● **SOURCE MATERIAL**:
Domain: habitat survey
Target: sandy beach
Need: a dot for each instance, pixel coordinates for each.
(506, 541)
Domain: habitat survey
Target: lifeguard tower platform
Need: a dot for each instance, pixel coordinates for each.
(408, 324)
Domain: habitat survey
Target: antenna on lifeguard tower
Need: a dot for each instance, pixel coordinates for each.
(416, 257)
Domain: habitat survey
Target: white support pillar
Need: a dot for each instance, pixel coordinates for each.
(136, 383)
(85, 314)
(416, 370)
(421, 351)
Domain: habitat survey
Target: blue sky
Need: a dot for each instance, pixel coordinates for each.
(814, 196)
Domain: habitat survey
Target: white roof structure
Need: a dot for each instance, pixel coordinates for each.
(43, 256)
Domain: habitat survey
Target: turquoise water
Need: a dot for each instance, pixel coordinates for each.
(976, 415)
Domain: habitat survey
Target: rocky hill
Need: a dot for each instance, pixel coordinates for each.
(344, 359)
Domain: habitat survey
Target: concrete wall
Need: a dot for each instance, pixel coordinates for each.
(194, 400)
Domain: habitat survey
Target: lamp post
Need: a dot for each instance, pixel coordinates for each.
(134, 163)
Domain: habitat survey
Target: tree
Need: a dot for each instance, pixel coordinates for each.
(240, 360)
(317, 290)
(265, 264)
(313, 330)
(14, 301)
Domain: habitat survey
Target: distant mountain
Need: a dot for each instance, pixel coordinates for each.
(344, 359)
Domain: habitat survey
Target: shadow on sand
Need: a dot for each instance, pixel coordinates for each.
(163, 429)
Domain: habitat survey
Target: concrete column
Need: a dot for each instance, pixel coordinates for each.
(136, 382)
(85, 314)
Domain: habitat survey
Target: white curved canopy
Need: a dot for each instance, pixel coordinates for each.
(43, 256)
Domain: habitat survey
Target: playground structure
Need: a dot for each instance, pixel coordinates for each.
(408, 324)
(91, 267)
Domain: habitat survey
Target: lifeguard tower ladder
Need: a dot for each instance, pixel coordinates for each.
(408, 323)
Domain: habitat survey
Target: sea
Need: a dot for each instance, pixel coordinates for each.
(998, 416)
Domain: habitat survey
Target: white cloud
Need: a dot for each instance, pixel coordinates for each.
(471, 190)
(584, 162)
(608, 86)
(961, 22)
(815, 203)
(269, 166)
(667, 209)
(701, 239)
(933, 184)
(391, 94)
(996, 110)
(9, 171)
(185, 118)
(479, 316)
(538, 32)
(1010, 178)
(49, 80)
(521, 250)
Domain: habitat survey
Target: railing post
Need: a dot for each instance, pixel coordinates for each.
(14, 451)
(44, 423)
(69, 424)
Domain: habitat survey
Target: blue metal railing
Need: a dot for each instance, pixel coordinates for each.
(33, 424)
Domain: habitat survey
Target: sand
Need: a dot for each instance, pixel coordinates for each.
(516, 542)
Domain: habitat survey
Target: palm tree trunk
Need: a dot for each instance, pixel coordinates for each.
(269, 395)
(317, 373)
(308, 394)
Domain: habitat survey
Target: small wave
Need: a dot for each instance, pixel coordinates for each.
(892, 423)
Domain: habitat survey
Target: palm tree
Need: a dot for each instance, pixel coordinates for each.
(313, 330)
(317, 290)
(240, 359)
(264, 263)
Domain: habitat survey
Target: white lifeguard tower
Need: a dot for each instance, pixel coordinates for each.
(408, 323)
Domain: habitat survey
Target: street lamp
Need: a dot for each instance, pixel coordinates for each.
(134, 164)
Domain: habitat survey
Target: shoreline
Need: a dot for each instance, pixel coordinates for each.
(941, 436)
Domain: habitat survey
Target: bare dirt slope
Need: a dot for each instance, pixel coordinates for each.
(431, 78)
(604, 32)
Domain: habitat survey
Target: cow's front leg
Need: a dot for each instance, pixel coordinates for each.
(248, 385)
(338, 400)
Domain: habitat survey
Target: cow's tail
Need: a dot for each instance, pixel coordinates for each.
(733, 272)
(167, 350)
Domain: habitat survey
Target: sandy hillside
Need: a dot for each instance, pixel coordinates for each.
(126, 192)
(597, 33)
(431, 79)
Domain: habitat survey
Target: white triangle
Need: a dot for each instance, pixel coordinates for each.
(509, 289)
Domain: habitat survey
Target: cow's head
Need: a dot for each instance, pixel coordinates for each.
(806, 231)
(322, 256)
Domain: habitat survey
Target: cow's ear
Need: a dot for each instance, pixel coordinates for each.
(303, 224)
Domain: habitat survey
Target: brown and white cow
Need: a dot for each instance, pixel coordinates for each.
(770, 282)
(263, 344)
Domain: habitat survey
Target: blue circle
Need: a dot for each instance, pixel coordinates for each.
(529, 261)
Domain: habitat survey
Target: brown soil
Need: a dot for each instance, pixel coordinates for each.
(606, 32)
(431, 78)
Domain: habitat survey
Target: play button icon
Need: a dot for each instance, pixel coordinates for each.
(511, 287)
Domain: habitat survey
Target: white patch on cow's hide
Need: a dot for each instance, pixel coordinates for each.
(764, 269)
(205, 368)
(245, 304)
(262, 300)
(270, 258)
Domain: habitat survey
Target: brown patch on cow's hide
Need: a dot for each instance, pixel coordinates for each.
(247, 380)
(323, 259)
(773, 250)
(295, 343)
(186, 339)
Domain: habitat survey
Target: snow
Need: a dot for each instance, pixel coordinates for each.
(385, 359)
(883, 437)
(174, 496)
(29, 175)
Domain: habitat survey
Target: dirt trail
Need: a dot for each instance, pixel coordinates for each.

● **PROBLEM STATEMENT**:
Identify each line in the records above containing the word "patch"; copy those lines.

● **EXPECTED ANSWER**:
Target: white patch on cow's hide
Target: brown patch on cow's hide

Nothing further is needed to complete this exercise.